**Exercise objective**: Repeat every line of the records below, word for word, from the line containing "small rock, which" down to the last line of the records.

----

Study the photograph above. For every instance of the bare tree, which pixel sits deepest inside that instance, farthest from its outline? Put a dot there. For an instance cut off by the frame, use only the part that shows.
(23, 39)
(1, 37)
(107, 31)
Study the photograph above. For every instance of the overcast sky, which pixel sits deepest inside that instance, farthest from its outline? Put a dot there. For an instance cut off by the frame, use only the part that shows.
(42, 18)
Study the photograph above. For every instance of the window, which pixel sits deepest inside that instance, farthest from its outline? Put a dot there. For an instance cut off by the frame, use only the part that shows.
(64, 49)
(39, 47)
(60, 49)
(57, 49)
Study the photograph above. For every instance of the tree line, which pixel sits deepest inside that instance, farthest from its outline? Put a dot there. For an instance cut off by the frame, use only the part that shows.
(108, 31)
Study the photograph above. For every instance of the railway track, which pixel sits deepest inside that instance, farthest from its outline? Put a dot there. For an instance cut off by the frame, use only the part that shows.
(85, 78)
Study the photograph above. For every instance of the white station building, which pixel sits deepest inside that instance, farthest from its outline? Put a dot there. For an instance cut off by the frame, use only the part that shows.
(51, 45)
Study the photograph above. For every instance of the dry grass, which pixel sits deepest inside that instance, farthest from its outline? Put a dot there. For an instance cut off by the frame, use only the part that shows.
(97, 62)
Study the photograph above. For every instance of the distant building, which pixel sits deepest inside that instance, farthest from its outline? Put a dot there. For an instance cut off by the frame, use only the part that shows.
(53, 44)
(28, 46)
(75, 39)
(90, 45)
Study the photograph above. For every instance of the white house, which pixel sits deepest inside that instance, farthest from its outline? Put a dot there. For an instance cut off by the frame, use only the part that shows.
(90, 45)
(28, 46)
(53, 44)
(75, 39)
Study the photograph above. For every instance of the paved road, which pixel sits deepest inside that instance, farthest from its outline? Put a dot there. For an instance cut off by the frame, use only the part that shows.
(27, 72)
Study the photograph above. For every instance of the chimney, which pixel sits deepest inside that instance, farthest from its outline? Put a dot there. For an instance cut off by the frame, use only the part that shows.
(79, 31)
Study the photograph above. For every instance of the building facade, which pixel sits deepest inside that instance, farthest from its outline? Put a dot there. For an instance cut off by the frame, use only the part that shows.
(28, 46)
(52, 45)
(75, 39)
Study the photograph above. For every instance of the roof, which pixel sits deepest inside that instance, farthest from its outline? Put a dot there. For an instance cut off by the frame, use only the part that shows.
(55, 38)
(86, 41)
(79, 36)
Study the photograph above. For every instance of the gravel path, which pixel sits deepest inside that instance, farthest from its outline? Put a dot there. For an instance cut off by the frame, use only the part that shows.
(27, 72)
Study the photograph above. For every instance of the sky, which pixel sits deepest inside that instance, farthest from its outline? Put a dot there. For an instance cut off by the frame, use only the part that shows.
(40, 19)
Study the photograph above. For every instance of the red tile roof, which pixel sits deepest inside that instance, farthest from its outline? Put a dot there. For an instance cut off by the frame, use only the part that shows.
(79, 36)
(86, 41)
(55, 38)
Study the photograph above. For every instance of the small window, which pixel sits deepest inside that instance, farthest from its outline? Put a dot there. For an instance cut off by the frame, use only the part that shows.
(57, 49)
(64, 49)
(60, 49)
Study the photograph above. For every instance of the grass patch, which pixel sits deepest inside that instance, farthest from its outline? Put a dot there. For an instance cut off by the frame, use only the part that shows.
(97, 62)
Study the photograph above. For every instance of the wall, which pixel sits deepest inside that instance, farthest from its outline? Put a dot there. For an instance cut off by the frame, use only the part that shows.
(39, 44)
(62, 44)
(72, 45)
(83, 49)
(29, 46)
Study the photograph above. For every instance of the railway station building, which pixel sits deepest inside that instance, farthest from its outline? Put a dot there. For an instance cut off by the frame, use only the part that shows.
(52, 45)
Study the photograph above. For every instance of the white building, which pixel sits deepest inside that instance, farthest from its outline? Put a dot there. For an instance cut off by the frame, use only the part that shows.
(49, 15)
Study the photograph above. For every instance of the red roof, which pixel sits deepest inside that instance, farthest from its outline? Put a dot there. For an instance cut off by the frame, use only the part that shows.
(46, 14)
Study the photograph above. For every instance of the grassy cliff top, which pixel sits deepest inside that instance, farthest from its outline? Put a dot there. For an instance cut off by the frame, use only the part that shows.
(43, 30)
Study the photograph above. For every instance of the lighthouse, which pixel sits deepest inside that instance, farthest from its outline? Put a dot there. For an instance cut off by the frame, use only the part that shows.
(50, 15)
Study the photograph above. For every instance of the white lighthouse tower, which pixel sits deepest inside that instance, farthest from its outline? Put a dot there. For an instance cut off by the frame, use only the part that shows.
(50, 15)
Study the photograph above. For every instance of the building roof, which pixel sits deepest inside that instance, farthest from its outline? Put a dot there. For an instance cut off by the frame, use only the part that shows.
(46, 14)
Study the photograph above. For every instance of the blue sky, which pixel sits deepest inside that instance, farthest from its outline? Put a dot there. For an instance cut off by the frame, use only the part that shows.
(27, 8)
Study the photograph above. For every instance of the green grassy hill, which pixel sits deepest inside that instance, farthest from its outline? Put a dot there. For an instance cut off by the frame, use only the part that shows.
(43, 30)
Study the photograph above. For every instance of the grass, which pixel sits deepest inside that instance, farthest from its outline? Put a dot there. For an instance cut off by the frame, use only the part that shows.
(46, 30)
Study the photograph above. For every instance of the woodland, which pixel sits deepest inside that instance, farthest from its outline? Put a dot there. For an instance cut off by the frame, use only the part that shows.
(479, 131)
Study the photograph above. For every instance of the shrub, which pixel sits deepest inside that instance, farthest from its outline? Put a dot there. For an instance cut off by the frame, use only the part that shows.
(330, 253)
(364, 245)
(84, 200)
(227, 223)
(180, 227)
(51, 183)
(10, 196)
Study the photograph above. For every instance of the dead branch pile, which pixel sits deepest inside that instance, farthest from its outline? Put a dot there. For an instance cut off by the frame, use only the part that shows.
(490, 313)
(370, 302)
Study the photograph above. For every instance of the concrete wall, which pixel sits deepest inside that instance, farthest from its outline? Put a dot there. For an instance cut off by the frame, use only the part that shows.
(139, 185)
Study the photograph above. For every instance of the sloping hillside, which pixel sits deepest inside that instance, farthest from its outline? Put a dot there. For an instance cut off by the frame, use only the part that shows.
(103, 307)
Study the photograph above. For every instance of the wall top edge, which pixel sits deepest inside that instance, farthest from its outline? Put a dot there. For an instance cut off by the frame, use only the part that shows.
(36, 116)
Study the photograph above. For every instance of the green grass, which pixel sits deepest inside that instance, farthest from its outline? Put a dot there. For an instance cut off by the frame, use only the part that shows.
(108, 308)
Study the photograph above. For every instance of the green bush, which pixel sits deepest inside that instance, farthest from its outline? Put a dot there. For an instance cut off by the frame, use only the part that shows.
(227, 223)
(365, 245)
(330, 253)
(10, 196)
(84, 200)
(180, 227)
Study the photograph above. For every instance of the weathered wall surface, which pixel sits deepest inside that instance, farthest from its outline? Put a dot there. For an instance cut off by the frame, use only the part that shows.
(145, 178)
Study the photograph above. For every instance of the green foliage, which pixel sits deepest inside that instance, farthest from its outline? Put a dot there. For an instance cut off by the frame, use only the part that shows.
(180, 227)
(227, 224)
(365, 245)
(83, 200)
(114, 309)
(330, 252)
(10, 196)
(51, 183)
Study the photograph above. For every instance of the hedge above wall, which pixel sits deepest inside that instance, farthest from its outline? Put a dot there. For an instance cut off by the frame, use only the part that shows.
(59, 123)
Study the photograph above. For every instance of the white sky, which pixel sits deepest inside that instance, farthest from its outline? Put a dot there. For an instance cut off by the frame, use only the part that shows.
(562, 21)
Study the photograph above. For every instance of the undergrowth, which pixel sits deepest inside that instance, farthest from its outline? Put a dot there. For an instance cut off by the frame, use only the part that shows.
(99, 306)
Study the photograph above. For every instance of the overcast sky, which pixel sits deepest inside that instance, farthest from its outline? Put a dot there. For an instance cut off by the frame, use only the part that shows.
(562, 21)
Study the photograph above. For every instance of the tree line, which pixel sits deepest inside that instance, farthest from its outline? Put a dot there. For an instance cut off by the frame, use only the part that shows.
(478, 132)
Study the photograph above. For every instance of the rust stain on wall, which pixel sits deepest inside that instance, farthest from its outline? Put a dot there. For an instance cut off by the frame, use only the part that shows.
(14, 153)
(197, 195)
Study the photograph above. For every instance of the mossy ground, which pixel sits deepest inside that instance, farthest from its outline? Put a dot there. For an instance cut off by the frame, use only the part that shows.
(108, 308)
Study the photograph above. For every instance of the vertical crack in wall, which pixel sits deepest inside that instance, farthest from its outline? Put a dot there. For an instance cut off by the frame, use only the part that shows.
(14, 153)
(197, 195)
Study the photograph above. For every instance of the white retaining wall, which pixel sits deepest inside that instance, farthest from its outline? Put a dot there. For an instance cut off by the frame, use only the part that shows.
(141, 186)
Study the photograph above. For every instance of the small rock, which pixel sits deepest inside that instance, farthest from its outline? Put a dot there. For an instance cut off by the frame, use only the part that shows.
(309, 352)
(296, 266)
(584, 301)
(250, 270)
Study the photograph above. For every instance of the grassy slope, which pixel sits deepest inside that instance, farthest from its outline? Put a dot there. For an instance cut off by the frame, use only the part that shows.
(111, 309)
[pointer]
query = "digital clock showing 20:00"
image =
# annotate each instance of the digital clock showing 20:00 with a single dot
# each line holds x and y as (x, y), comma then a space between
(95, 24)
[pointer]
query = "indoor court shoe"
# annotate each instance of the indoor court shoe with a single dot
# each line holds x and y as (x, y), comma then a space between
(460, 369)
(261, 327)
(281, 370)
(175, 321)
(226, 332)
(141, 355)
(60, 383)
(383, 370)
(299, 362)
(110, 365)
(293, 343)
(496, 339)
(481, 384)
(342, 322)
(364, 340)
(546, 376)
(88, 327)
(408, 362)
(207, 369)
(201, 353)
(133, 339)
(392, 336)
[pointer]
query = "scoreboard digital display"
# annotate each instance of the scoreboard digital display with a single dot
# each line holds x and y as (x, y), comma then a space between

----

**Reply to the exercise**:
Study the photograph above. For every instance of the small rock, which pixel sits deepest inside that instance, farthest from its outline? Put a dot there. For an instance cut off by the frame, use only the part that shows.
(309, 352)
(296, 266)
(584, 301)
(250, 270)
Study the photograph above. For every instance of the grassy slope, which pixel sits deepest inside that instance, farthest from its outline? Put a dot there. For an instance cut off by the frame, use only the part that shows.
(111, 309)
[pointer]
query = "digital clock showing 20:00"
image =
# annotate each instance of the digital clock showing 20:00 with a single dot
# each line holds x and y as (x, y), comma then a space between
(95, 24)
[pointer]
query = "indoor court shoe"
# annotate each instance of the indoor court shoe with a single dot
# each line holds x and y as (x, y), comma then a space between
(460, 369)
(261, 327)
(281, 370)
(175, 321)
(226, 332)
(141, 355)
(60, 383)
(383, 370)
(299, 362)
(110, 365)
(293, 343)
(496, 339)
(481, 384)
(342, 322)
(364, 340)
(546, 376)
(88, 327)
(408, 362)
(207, 369)
(201, 353)
(133, 339)
(392, 336)
[pointer]
query = "scoreboard digital display"
# annotate each instance of the scoreboard digital display with a single dot
# each line holds x and y as (x, y), comma then a space between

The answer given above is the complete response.